▶ **Dataset entries**

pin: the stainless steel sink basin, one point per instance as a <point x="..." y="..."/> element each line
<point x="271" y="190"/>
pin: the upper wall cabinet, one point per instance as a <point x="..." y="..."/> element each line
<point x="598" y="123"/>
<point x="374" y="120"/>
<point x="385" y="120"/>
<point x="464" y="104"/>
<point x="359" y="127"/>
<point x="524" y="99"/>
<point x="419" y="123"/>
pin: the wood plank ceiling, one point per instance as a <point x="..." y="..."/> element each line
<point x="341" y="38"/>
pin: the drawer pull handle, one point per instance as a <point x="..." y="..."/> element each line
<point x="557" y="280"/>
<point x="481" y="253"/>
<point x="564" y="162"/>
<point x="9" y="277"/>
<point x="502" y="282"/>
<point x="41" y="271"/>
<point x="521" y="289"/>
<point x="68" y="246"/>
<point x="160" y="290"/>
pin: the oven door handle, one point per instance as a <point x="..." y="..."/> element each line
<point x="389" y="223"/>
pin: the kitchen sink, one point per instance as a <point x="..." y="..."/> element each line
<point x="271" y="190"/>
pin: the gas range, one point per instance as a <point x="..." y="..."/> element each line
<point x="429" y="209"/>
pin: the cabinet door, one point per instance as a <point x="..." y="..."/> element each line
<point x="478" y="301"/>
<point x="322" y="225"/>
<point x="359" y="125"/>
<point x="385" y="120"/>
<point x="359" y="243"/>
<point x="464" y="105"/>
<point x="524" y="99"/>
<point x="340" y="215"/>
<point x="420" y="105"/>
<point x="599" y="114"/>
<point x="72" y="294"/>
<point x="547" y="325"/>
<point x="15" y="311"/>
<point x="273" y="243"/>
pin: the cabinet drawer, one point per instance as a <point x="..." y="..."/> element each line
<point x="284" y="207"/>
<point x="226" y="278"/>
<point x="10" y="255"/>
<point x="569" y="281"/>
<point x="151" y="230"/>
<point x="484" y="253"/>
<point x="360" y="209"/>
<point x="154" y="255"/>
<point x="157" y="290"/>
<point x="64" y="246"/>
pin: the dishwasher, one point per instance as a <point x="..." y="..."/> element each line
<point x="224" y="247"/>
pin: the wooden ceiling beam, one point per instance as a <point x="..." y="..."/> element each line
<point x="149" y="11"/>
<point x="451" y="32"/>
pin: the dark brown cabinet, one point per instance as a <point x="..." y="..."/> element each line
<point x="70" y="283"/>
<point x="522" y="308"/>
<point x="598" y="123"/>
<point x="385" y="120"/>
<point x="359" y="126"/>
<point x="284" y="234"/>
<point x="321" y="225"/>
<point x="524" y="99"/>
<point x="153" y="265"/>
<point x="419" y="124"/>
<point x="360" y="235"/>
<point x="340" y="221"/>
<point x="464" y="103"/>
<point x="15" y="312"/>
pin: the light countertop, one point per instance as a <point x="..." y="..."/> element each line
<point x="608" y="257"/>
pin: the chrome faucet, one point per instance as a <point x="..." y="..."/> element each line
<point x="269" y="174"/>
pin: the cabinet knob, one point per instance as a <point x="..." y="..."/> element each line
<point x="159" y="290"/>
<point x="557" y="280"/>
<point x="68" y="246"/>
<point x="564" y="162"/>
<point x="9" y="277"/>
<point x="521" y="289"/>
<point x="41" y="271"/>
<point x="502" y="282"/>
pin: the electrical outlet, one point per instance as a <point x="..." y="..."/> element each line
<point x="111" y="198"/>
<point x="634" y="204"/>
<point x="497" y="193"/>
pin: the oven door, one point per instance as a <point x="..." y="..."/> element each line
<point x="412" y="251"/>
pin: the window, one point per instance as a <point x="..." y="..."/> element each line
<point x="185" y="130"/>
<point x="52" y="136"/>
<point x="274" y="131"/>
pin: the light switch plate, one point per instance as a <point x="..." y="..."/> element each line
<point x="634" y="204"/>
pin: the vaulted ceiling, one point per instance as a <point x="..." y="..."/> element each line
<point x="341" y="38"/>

▶ **Direction**
Output the full listing exactly as it stands.

▶ **Exercise result**
pin: the stainless steel sink basin, one point per instance as a <point x="..." y="..."/> element each line
<point x="271" y="190"/>
pin: the upper wall cabinet, one point per instance as a <point x="..." y="..."/> element each line
<point x="598" y="123"/>
<point x="374" y="120"/>
<point x="385" y="120"/>
<point x="464" y="104"/>
<point x="359" y="127"/>
<point x="524" y="99"/>
<point x="419" y="123"/>
pin: the wood plank ceiling, one point per instance as a <point x="..." y="..."/> element each line
<point x="341" y="38"/>
pin: the drawer pull handle, one point per instance as a <point x="..." y="..."/> element each line
<point x="557" y="280"/>
<point x="481" y="253"/>
<point x="564" y="162"/>
<point x="9" y="277"/>
<point x="502" y="282"/>
<point x="41" y="271"/>
<point x="521" y="289"/>
<point x="68" y="246"/>
<point x="160" y="290"/>
pin: the oven door handle, one point per instance as a <point x="..." y="..."/> element each line
<point x="389" y="223"/>
pin: the kitchen sink, one point per instance as a <point x="..." y="..."/> element each line
<point x="271" y="190"/>
pin: the gas range, one point per instance as a <point x="..." y="..."/> element each line
<point x="429" y="209"/>
pin: the cabinet door, one point per instance as a <point x="..." y="..."/> element each line
<point x="478" y="301"/>
<point x="322" y="225"/>
<point x="359" y="125"/>
<point x="385" y="120"/>
<point x="359" y="243"/>
<point x="464" y="105"/>
<point x="524" y="99"/>
<point x="340" y="215"/>
<point x="420" y="105"/>
<point x="599" y="114"/>
<point x="72" y="294"/>
<point x="547" y="325"/>
<point x="15" y="311"/>
<point x="273" y="243"/>
pin: the cabinet drawer, one point per instance as a <point x="..." y="..."/> element each line
<point x="284" y="207"/>
<point x="226" y="278"/>
<point x="10" y="255"/>
<point x="569" y="281"/>
<point x="151" y="230"/>
<point x="484" y="253"/>
<point x="360" y="209"/>
<point x="154" y="255"/>
<point x="157" y="290"/>
<point x="64" y="246"/>
pin: the dishwasher, one point per instance as a <point x="..." y="..."/> element each line
<point x="224" y="247"/>
pin: the wooden ceiling beam, one point per instance as a <point x="..." y="..."/> element each line
<point x="149" y="11"/>
<point x="451" y="32"/>
pin: the dark brown cabinet, one point per instance as a <point x="..." y="..."/> element each line
<point x="70" y="283"/>
<point x="522" y="308"/>
<point x="598" y="123"/>
<point x="385" y="120"/>
<point x="359" y="126"/>
<point x="284" y="234"/>
<point x="321" y="225"/>
<point x="524" y="99"/>
<point x="153" y="265"/>
<point x="419" y="124"/>
<point x="360" y="235"/>
<point x="340" y="221"/>
<point x="464" y="103"/>
<point x="15" y="312"/>
pin: the light countertop, one point per instance as a <point x="..." y="..."/> element each line
<point x="608" y="257"/>
pin: the chrome faucet, one point per instance as a <point x="..." y="..."/> element each line
<point x="269" y="174"/>
pin: the cabinet knob, one point per instance as a <point x="..." y="..."/> element each line
<point x="159" y="290"/>
<point x="557" y="280"/>
<point x="68" y="246"/>
<point x="564" y="162"/>
<point x="9" y="277"/>
<point x="521" y="289"/>
<point x="41" y="271"/>
<point x="502" y="282"/>
pin: the electrical outlet, one point per instance as a <point x="..." y="..."/> element each line
<point x="111" y="198"/>
<point x="634" y="204"/>
<point x="497" y="193"/>
pin: the oven door, one point per instance as a <point x="..." y="..."/> element each line
<point x="412" y="251"/>
pin: the window, one point per instance as a <point x="..." y="..."/> element each line
<point x="185" y="130"/>
<point x="52" y="136"/>
<point x="274" y="131"/>
pin: the light switch plate, one point per instance as a <point x="..." y="..."/> element each line
<point x="634" y="204"/>
pin: the vaulted ceiling, one point per instance as a <point x="..." y="..."/> element each line
<point x="341" y="38"/>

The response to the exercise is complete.